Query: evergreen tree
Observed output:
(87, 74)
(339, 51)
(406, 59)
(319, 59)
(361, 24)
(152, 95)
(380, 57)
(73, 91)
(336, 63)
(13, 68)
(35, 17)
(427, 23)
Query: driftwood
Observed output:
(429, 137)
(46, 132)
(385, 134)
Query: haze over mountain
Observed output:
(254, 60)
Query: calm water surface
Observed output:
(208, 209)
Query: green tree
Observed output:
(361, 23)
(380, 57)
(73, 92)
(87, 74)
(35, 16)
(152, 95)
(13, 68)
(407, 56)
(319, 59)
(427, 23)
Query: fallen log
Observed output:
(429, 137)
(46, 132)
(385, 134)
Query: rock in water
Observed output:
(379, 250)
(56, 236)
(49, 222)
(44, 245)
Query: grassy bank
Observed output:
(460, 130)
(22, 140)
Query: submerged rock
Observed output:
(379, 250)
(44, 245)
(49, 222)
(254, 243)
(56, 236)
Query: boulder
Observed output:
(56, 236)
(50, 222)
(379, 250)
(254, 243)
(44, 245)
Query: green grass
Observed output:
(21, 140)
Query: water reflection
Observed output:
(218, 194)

WORK TO COMPLETE => Set down all of the records shown above once more, exactly.

OUTPUT OF THE TASK =>
Query: evergreen tree
Observed output:
(87, 74)
(339, 51)
(406, 59)
(319, 59)
(361, 24)
(152, 95)
(380, 57)
(73, 91)
(336, 63)
(13, 68)
(35, 17)
(427, 23)
Query: driftwood
Observed output:
(429, 137)
(46, 132)
(385, 134)
Query: haze over mountain
Observed output:
(254, 60)
Query: calm water surface
Observed output:
(208, 209)
Query: green tree
Observed output:
(361, 23)
(380, 57)
(73, 92)
(87, 74)
(35, 16)
(152, 95)
(13, 68)
(407, 56)
(319, 59)
(427, 23)
Query: fallen log
Observed output:
(429, 137)
(46, 132)
(385, 134)
Query: rock in water
Observed output:
(379, 250)
(56, 236)
(49, 222)
(44, 245)
Query: grassy bank
Observed output:
(460, 130)
(22, 140)
Query: submerged rock
Observed output:
(379, 250)
(44, 245)
(49, 222)
(254, 243)
(56, 236)
Query: boulder
Observed output:
(56, 236)
(50, 222)
(379, 250)
(254, 243)
(44, 245)
Query: green grass
Observed output:
(21, 140)
Query: water reflection
Observed output:
(218, 194)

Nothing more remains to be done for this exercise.